**DESCRIPTION OF THE TASK:** If a line of the data below contains the string "pale", copy it into your answer.

Saved data entries
====
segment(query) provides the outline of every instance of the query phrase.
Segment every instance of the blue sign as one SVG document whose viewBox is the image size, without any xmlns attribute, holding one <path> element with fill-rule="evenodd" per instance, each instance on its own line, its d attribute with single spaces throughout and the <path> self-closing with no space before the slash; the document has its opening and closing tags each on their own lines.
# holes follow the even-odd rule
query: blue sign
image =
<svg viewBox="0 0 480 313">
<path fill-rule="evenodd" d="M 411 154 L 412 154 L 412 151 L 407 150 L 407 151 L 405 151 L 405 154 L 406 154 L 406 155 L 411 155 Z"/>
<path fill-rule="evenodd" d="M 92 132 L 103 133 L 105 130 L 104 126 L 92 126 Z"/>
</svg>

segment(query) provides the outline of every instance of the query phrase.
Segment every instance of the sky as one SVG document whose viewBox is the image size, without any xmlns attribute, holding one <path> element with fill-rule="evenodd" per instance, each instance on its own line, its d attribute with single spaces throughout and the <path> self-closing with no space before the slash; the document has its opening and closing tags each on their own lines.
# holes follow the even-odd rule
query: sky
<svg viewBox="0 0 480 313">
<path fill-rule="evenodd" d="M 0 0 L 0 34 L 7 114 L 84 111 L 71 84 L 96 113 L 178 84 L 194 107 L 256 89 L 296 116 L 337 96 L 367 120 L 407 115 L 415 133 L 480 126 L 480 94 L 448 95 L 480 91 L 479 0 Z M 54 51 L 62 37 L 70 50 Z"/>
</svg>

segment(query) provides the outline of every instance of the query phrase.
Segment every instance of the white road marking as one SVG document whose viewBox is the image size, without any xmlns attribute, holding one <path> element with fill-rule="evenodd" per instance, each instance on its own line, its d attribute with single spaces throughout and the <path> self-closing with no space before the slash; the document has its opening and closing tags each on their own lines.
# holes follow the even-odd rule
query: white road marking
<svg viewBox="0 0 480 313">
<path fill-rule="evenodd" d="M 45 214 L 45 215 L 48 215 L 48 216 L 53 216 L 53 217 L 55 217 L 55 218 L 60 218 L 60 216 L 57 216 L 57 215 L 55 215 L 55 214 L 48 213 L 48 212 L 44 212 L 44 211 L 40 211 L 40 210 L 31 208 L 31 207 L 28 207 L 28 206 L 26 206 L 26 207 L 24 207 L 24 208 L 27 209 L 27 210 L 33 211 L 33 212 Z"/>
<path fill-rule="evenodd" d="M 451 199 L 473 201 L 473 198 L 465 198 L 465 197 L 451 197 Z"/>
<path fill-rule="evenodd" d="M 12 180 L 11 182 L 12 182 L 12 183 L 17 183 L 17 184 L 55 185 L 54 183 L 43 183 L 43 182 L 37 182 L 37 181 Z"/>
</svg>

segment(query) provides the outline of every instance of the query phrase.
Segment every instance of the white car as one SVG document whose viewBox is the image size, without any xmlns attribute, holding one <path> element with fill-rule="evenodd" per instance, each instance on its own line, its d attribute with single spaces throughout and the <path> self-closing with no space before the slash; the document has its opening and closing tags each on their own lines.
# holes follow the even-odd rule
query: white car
====
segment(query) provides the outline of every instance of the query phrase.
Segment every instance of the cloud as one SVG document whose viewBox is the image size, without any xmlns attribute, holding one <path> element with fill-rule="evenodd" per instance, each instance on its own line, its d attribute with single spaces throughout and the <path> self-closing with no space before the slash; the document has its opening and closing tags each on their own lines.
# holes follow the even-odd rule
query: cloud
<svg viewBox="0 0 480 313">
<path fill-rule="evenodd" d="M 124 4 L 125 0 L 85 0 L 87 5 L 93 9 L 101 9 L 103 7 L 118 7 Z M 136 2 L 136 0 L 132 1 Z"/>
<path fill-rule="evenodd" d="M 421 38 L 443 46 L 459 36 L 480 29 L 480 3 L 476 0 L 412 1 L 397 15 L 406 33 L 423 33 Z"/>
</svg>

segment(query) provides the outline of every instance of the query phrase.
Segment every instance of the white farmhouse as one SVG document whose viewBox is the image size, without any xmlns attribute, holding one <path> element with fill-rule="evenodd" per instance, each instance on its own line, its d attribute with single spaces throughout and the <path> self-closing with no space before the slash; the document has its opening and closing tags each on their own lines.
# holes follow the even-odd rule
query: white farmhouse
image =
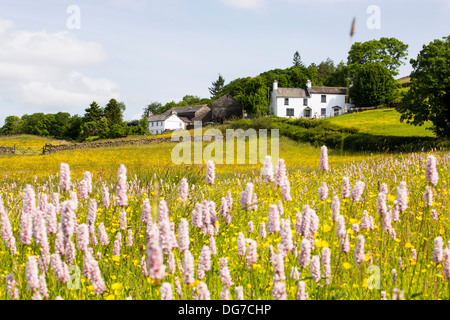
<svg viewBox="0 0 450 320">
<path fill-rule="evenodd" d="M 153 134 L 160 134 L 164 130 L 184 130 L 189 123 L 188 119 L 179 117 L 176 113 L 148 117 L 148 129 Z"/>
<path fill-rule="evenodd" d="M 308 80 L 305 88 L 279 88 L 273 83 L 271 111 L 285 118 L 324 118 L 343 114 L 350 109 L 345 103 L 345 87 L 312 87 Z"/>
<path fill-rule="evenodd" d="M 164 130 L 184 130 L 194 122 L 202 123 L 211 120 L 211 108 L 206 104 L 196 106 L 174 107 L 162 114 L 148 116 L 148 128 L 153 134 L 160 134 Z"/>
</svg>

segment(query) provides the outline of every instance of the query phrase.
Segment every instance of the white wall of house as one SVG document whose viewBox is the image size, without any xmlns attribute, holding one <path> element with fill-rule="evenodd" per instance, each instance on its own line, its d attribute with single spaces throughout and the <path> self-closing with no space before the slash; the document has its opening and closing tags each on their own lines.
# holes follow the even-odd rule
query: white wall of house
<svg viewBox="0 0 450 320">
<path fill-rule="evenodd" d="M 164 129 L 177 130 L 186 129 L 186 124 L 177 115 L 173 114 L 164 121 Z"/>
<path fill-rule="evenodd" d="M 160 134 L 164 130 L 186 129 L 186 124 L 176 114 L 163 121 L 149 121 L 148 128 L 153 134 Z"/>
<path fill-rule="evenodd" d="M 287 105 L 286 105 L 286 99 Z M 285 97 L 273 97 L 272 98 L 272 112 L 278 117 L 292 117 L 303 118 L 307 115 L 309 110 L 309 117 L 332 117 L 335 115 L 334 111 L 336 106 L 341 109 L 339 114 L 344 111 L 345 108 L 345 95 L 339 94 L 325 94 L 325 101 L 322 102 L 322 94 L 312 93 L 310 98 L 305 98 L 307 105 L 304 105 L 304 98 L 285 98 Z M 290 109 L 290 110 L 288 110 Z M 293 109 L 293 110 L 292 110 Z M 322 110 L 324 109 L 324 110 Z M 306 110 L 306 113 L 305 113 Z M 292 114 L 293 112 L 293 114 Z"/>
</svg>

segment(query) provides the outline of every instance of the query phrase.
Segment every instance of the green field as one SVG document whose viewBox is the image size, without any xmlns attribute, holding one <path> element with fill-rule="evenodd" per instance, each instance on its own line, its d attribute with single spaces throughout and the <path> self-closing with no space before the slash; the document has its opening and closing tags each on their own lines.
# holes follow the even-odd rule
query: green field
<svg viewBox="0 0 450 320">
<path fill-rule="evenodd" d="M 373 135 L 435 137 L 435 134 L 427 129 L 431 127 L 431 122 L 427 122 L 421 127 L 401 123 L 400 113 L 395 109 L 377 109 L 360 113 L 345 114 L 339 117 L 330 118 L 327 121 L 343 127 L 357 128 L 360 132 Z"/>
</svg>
====
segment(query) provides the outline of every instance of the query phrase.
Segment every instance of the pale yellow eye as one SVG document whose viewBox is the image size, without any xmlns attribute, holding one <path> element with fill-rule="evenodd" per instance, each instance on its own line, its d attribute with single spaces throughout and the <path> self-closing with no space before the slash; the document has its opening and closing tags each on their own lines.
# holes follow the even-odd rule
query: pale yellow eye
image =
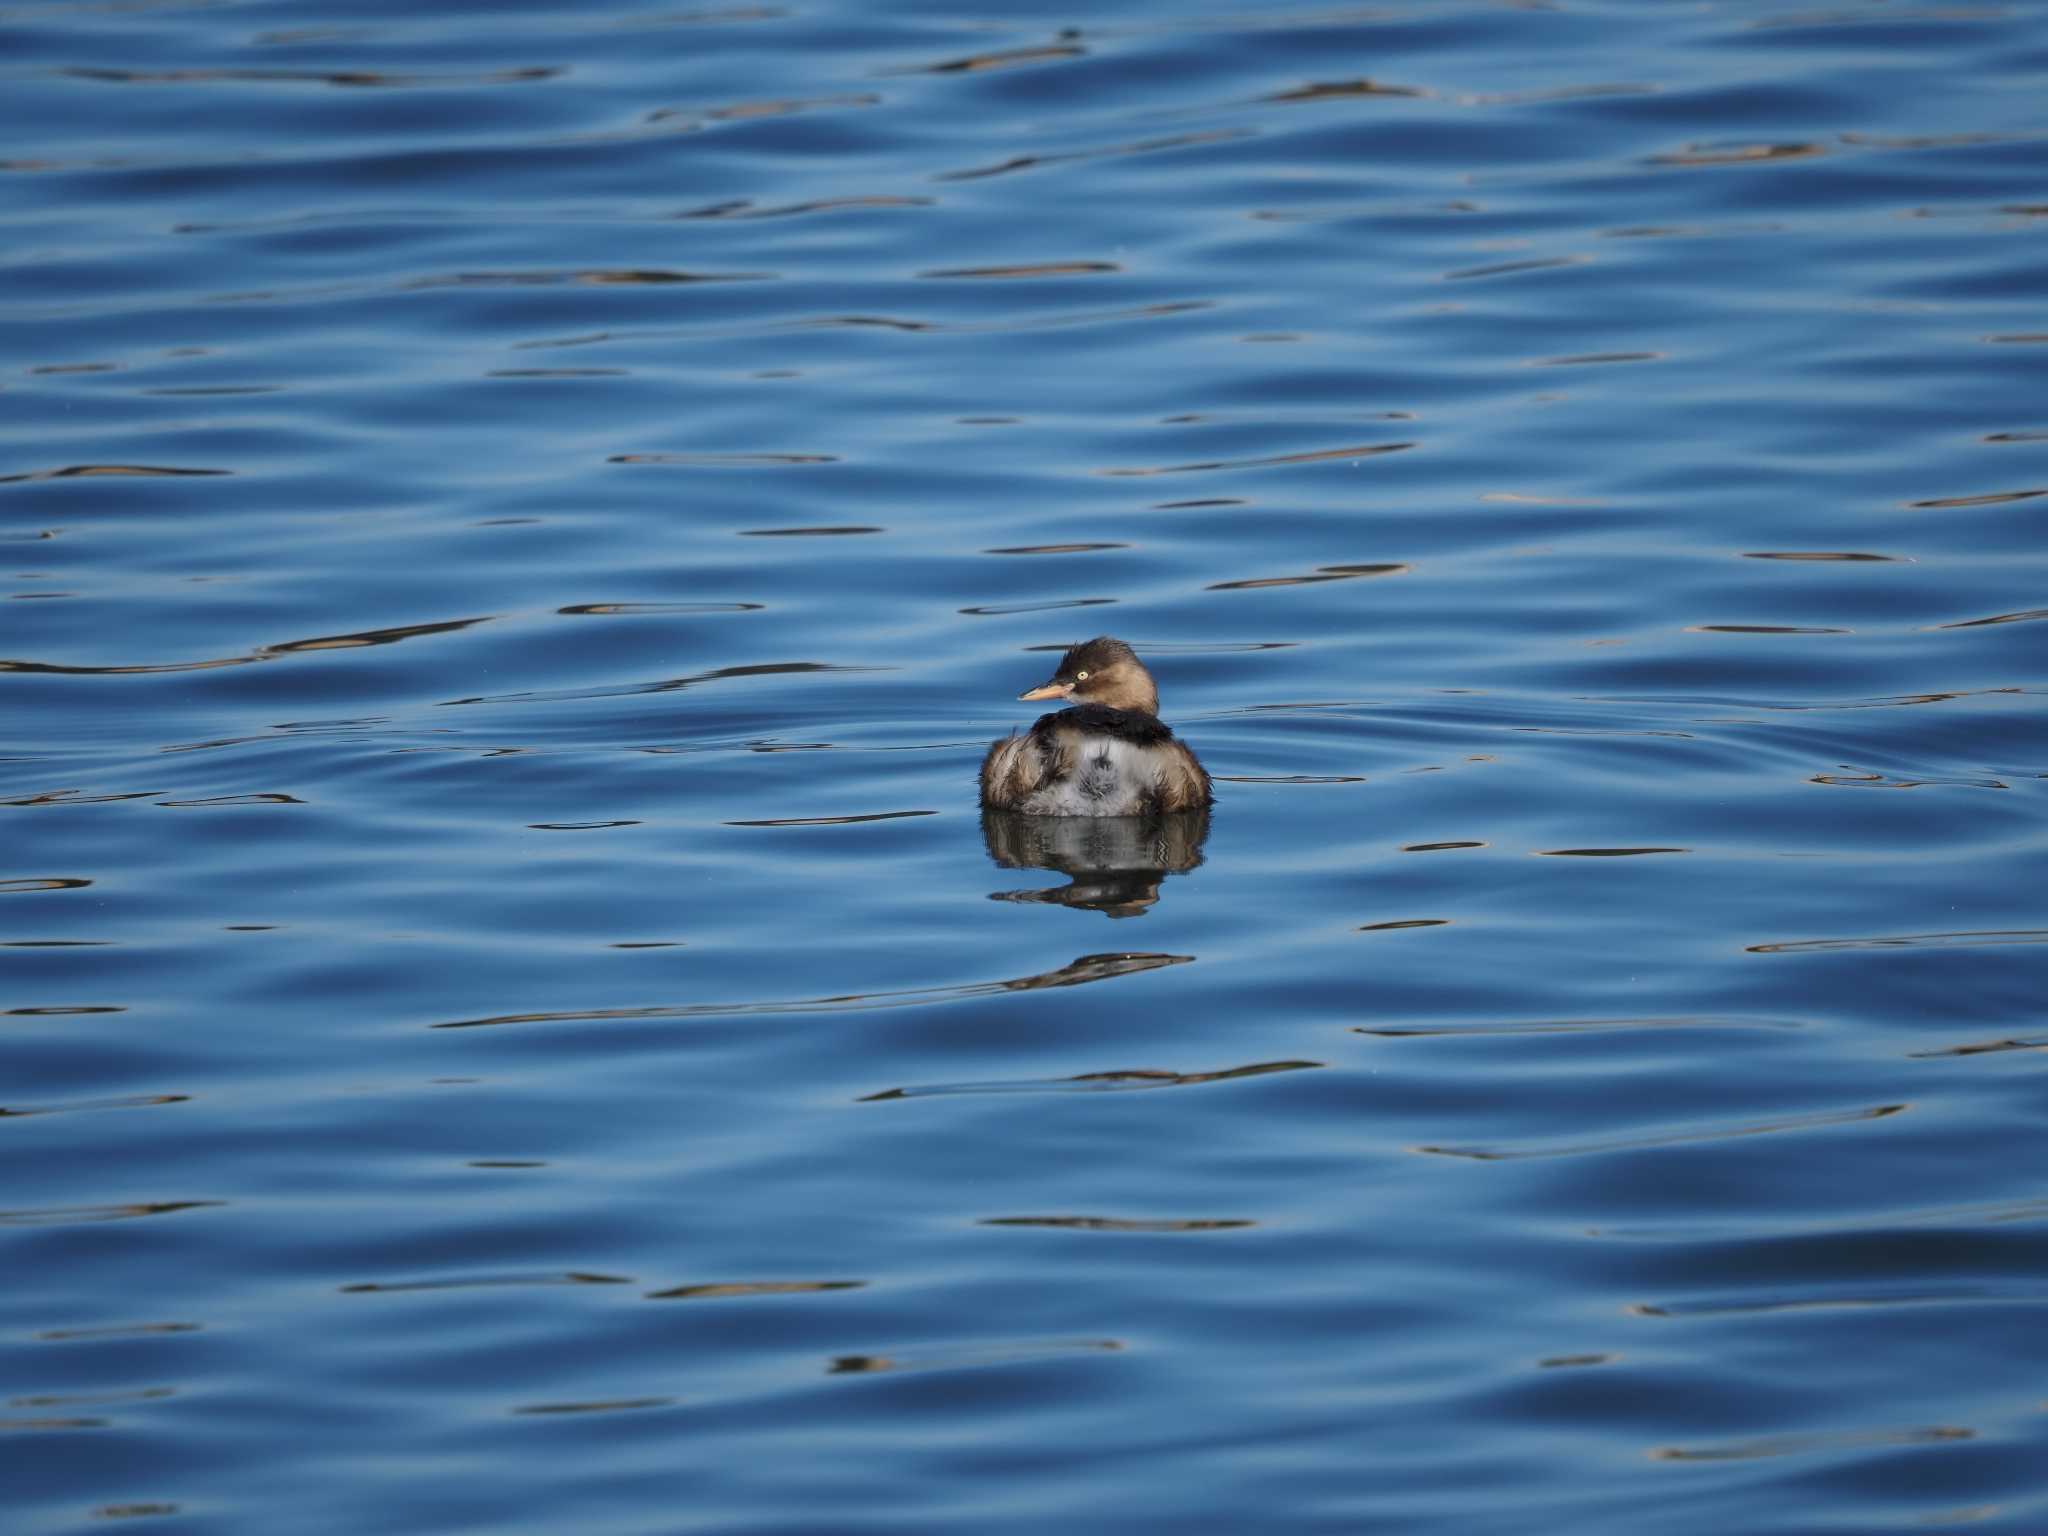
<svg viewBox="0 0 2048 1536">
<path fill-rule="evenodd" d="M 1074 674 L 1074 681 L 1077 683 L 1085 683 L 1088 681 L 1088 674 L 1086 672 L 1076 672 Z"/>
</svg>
====
**OUTPUT:**
Segment every instance of the pale yellow eye as one SVG document whose viewBox is the image size, without any xmlns attribute, holding one <path> element with fill-rule="evenodd" per instance, each instance on its own line, its d attribute with single spaces throughout and the <path> self-closing with no space before the slash; the document has its opening and closing tags each on their own lines.
query: pale yellow eye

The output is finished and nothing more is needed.